Exercises:
a - In the pandas missing-data notes, translate "Drop any columns that have missing data in a given row" into Spanish.
b - List every plain-English instruction line in the pandas missing-data notes. Leave out the code lines.
c - Extend the pandas missing-data notes beyond their final line, keeping the same pattern of instruction lines followed by code.

Get the boolean mask where values are nan


In [ ]:
df.isnull()

Drop any rows that have missing data


In [ ]:
df.dropna()

In [ ]:
df.dropna(how='any')      # but 'any' is the default value...

Drop any rows that have missing data in a given column


In [ ]:
df.dropna(subset=['B'])

In [ ]:
df.dropna(subset=['B', 'C'])

Drop any columns that have missing data


In [ ]:
df.dropna(axis=1)

In [ ]:
df.dropna(axis=1, how='any')      # but 'any' is the default value...

Drop any columns that have missing data in a given row


In [ ]:
df.dropna(axis=1, subset=[2])

In [ ]:
df.dropna(axis=1, subset=[1, 2])

Extracted records:
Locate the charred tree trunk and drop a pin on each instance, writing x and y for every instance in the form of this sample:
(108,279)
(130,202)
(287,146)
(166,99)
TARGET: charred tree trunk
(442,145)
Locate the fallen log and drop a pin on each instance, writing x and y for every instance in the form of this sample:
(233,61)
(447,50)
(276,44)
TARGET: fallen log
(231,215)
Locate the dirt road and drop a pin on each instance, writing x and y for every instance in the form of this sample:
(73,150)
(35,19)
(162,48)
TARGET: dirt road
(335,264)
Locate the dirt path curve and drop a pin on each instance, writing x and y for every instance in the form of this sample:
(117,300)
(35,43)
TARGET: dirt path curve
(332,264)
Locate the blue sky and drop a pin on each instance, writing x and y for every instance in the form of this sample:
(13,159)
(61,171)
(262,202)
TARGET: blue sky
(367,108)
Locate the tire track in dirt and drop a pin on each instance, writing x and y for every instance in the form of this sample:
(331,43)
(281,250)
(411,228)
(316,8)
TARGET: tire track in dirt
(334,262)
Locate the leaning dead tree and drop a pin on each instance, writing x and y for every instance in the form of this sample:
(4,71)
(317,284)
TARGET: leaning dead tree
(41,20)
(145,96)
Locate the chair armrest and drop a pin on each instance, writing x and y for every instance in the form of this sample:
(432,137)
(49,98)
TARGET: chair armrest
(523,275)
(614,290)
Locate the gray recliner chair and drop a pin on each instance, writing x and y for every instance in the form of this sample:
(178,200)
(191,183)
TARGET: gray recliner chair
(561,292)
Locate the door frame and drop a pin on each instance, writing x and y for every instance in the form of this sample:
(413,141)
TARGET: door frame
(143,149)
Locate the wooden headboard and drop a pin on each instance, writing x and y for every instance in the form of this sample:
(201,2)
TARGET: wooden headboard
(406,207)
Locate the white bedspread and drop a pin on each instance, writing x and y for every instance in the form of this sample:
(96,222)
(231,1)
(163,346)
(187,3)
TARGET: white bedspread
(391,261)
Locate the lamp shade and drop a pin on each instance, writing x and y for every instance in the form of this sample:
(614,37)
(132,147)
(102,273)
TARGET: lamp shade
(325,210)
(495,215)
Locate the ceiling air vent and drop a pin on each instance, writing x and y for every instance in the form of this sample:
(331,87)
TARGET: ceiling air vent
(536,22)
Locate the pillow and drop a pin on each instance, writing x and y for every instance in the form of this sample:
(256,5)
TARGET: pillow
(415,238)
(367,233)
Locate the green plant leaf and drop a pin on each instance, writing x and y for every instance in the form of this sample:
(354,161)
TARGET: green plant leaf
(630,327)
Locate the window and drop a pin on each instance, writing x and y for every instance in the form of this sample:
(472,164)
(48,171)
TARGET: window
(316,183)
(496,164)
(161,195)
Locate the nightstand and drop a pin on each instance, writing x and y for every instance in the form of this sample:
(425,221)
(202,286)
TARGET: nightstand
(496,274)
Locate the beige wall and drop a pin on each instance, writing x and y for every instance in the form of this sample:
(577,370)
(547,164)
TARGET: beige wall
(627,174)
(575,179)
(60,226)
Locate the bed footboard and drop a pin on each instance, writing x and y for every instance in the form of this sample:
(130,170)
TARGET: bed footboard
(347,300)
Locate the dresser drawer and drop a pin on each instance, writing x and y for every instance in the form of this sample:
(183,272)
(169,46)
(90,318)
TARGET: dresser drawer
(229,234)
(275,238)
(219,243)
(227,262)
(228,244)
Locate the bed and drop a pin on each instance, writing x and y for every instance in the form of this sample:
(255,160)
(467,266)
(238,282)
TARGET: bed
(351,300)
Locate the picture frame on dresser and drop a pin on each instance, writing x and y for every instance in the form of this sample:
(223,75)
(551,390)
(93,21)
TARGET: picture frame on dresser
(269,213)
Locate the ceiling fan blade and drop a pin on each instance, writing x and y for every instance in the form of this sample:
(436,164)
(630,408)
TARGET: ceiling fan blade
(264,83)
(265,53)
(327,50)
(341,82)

The answers:
a - Elimina las columnas que tengan datos faltantes en una fila determinada.

b -
Get the boolean mask where values are nan
Drop any rows that have missing data
Drop any rows that have missing data in a given column
Drop any columns that have missing data
Drop any columns that have missing data in a given row

c -
Filling missing data


In [ ]:
df.fillna(value=999)

Count the number of NaN values in a given column


In [ ]:
df.A.isnull().sum()

Miscellaneous operations on data frames

Transpose of a data frame


In [ ]:
data_array = np.array([np.arange(1, 10, 1), np.arange(10, 100, 10), np.arange(100, 1000, 100)]).T
df = pd.DataFrame(data_array,
                  index=np.arange(1, 10, 1),
                  columns=['A', 'B', 'C'])
df

In [ ]:
df.T

Merge


In [ ]:
a1 = np.array([np.arange(1, 5, 1), np.arange(10, 50, 10), np.arange(100, 500, 100)]).T
df1 = pd.DataFrame(a1,
                   columns=['ID', 'B', 'C'])

a2 = np.array([np.arange(1, 5, 1), np.arange(1000, 5000, 1000), np.arange(10000, 50000, 10000)]).T
df2 = pd.DataFrame(a2,
                   columns=['ID', 'B', 'C'])

display(df1)
display(df2)

df = pd.merge(df1, df2, on="ID", suffixes=('_1', '_2'))  #.dropna(how='any')

display(df)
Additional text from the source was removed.